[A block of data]
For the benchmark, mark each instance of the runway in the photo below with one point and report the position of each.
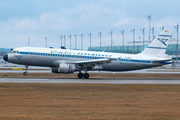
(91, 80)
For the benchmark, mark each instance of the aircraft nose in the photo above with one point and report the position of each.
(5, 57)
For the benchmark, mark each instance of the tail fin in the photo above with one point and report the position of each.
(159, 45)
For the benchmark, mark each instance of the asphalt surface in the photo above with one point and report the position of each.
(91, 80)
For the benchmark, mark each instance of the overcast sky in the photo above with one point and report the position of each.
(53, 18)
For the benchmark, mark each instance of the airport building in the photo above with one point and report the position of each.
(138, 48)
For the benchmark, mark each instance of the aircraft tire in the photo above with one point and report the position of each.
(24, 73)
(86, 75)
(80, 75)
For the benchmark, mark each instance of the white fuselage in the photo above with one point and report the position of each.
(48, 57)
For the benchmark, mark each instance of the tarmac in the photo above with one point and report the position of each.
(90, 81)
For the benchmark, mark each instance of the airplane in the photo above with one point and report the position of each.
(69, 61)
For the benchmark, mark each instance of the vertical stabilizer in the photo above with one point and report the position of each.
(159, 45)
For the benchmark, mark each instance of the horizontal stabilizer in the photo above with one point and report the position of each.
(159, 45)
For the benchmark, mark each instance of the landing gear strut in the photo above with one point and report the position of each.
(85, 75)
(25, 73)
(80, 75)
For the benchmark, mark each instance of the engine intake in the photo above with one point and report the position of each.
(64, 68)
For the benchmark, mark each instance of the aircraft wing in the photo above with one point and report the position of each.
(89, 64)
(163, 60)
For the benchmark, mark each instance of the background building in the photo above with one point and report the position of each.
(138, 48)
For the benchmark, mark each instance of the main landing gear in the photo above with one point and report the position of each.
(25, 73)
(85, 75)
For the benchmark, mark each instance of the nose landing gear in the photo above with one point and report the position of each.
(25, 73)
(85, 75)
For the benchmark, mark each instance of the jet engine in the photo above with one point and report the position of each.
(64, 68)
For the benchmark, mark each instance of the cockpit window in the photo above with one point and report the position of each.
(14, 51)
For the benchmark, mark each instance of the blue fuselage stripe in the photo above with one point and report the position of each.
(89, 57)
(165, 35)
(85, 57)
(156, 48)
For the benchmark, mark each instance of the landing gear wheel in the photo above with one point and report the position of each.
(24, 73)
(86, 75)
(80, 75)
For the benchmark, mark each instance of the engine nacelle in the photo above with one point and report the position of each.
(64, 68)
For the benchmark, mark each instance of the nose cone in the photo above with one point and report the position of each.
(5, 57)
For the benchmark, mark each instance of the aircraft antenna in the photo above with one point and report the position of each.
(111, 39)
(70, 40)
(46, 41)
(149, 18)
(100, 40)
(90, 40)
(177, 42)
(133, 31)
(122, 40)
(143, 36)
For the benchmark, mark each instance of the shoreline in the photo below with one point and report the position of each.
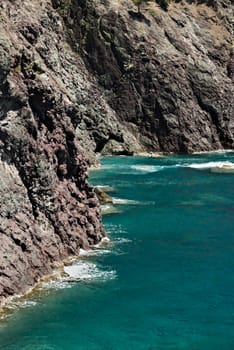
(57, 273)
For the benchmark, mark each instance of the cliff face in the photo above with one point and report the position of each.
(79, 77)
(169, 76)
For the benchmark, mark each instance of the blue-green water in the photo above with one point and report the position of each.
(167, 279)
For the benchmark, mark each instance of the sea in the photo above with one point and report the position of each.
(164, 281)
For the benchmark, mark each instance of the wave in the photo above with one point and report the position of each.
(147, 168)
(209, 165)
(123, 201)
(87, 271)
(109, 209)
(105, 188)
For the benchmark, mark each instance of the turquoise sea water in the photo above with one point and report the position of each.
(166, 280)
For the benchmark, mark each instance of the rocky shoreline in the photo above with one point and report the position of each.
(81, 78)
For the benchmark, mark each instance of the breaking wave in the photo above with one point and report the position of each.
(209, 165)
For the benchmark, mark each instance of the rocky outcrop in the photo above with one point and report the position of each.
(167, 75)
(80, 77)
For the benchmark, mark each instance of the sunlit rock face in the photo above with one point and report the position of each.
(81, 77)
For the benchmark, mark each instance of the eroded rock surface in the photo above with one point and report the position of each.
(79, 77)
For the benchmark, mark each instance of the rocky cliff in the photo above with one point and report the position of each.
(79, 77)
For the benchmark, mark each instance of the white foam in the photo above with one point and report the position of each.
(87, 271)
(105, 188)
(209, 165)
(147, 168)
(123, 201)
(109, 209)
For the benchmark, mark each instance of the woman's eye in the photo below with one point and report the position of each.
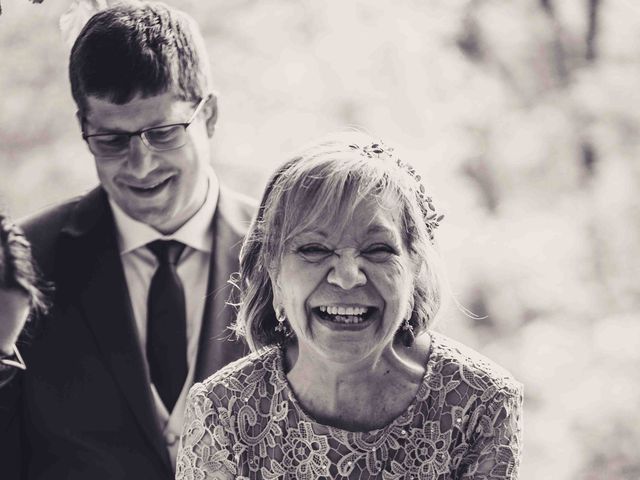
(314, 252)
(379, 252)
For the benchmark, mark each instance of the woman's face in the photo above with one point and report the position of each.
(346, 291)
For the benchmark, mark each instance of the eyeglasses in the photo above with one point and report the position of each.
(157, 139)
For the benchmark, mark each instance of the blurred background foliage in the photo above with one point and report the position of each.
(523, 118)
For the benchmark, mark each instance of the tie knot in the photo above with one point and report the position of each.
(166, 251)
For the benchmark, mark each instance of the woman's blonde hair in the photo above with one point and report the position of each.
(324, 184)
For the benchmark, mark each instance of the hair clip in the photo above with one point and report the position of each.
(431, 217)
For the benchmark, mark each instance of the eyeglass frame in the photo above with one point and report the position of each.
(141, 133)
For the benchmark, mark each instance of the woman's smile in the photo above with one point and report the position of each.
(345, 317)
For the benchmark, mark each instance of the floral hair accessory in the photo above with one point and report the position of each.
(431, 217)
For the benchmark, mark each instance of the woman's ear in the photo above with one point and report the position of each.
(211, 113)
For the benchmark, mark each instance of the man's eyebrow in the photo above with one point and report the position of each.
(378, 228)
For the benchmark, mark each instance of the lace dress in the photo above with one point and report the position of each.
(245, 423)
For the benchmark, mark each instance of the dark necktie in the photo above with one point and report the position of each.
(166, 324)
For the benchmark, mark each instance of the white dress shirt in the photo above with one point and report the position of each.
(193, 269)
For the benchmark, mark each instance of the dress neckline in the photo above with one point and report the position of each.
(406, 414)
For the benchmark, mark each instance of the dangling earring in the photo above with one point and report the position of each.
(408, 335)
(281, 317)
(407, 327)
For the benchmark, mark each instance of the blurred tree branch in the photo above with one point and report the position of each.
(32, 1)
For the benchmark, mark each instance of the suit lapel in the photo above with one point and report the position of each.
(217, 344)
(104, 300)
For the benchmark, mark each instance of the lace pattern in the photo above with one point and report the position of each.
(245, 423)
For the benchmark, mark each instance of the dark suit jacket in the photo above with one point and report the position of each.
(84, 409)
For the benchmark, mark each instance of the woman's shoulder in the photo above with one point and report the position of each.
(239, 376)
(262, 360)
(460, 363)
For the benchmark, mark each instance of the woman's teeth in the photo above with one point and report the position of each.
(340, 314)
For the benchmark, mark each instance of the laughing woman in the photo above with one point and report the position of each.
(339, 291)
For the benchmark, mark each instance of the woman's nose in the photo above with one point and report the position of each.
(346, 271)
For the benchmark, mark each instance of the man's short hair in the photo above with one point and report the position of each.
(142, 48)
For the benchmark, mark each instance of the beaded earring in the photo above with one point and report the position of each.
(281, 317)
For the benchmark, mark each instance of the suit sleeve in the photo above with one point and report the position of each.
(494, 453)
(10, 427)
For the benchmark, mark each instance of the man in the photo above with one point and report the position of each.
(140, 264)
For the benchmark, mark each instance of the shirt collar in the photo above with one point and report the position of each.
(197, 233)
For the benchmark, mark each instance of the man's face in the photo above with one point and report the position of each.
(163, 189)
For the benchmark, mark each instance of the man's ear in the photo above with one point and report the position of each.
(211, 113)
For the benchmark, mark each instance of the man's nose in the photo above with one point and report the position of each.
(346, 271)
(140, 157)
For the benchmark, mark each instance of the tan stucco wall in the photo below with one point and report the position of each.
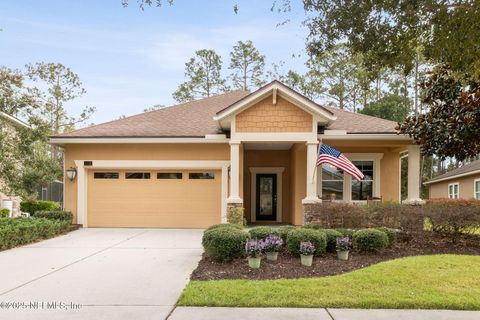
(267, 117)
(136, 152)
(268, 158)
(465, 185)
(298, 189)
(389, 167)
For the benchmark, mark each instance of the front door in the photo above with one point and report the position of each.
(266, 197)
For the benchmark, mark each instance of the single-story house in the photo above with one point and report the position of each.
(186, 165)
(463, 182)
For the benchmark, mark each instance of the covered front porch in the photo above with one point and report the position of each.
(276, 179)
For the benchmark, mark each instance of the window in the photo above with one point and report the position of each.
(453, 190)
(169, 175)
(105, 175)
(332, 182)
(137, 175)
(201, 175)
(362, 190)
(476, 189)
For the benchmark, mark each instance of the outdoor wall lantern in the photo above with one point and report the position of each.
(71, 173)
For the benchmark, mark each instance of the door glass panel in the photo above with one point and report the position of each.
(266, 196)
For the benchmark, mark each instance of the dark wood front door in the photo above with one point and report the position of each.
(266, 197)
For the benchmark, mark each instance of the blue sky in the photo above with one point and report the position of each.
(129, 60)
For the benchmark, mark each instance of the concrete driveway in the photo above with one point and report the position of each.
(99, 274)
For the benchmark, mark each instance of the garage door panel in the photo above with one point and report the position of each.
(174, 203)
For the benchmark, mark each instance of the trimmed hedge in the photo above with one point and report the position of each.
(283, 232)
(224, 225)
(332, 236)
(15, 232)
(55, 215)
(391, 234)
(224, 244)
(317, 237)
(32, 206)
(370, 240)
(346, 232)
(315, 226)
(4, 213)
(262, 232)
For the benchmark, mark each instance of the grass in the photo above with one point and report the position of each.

> _REQUIRED TASK_
Take the line containing "For the benchmark, mark each instance of the tan" and every line after it up to the end of the data, and write them out exactly, without the pictures.

> _EXPECTED ANSWER_
For the benchmark, mark each instance of the tan stucco wall in the photo below with one point and report the position of each.
(267, 117)
(136, 152)
(268, 158)
(465, 185)
(298, 189)
(389, 167)
For the benchmark, mark each instance of the front door in the photo above with one point and report the position of each.
(266, 197)
For the benchmark, mark each instance of the single-story house in the photo above with one point and report the position of each.
(186, 165)
(463, 182)
For the benchmark, mark each instance of the covered front porch in the photo above with one point and report the position of each.
(276, 179)
For the benchmark, mark each instance of the window in the photo above with one point and report the position of each.
(453, 190)
(169, 175)
(105, 175)
(332, 182)
(137, 175)
(201, 175)
(362, 190)
(476, 189)
For the benchmark, mark each instance of the outdoor wall lantern in the photo above with one point and report the position of each.
(71, 173)
For the benchmark, mark each instance of the door glass panel in the photo above with one point and report the position of each.
(266, 196)
For the benchmark, mark each instance of the dark wood front door in the photo above with one point and report the position of each.
(266, 197)
For the benchmark, mark each instance of the blue sky in the photo above with one point and report the position of each.
(129, 60)
For the benchmark, mark each instance of the concrete driveway in the photo above with one point and report the position of each.
(99, 274)
For the benchmark, mark each instance of the garage door panel in the photo above with one point and report the position of each.
(174, 203)
For the benchmark, mark each instance of the trimmed hedge in the photo above with one point and report the position of each.
(283, 232)
(224, 225)
(332, 236)
(15, 232)
(55, 215)
(391, 234)
(224, 244)
(317, 237)
(32, 206)
(370, 240)
(346, 232)
(315, 226)
(4, 213)
(262, 232)
For the benchmark, mark each instance of the grass in the photo above with one point and report the position of each.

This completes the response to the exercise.